— BEGIN —
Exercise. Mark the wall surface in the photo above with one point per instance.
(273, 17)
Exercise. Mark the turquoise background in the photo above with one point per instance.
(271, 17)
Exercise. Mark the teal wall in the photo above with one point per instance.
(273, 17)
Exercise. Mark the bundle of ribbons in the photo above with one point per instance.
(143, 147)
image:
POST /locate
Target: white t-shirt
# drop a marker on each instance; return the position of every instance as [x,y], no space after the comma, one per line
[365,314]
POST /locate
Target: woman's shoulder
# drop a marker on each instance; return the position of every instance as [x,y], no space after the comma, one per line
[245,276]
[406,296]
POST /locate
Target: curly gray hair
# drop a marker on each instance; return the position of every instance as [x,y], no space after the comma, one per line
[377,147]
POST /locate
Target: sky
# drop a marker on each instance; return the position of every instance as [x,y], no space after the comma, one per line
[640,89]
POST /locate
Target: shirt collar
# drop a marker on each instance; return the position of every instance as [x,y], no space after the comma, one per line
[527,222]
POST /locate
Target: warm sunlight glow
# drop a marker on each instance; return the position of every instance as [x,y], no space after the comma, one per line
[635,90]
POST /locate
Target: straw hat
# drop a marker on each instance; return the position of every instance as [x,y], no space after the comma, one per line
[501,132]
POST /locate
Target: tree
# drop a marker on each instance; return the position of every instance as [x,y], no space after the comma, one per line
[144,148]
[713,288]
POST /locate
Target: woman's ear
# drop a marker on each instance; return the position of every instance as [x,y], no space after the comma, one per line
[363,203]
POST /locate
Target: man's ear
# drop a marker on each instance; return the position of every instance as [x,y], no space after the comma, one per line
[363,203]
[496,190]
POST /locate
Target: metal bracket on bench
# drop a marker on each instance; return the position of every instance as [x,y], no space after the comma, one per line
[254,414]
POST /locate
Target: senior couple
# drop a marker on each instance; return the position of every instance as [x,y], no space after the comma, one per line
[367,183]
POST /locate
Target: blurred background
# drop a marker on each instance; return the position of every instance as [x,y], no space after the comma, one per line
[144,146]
— END —
*Requirements:*
Exactly as shown above, return every record.

*Answer to this task:*
Exercise. Mark the wall surface in the photo above with one point per instance.
(273, 17)
Exercise. Mark the turquoise background in the photo above with one point per instance.
(271, 17)
Exercise. Mark the teal wall in the photo above with one point per instance.
(273, 17)
Exercise. Mark the bundle of ribbons in the photo above with one point per instance.
(143, 147)
image:
POST /locate
Target: white t-shirt
# drop a marker on each instance; return the position of every instance as [x,y], no space after the comma, one per line
[365,314]
POST /locate
Target: woman's shoulder
# drop a marker on each instance; return the position of every instance as [x,y], no space after the comma, one per line
[245,276]
[406,296]
POST /locate
Target: curly gray hair
# drop a marker on each instance; return the position of every instance as [x,y], no space after the comma, one per line
[377,147]
POST /locate
Target: sky
# drop a marker on each instance; return the position of every instance as [x,y], no space after the comma, one per line
[640,89]
POST /locate
Target: shirt collar
# drop a marker on each instance; return the position of every instance as [x,y], no space after the comma, one per line
[527,222]
POST /locate
Target: warm sunlight glow
# drop a marker on each instance; return the position of every instance as [x,y], no space after the comma, one per line
[635,90]
POST /locate
Target: straw hat
# drop a marker on each instance; return the position of every instance as [x,y], no space after the comma, one per line
[501,132]
POST /locate
Target: tree
# drop a marker on each instance; return the position of every instance as [x,y], no space after the comma, one per line
[144,148]
[713,288]
POST /locate
Target: woman's ear
# drop a marker on each instance; return the position of every instance as [x,y], no space after the comma, one per line
[363,203]
POST /locate
Target: man's ear
# drop a marker on each instance; return the position of every instance as [x,y], no space after the comma, one per line
[363,203]
[496,190]
POST /locate
Target: metal bracket on bench
# drop a marker on each instance; return the position of every instance as [x,y], no space after the comma, one per line
[254,414]
POST /locate
Target: senior couple
# drop a marker on each instance; return the position of every instance as [x,y], no space after the comma, one per line
[367,183]
POST /locate
Target: blurred background
# drop a marker on each instance; return the position of every instance as [x,y], no space after the comma, one per line
[144,146]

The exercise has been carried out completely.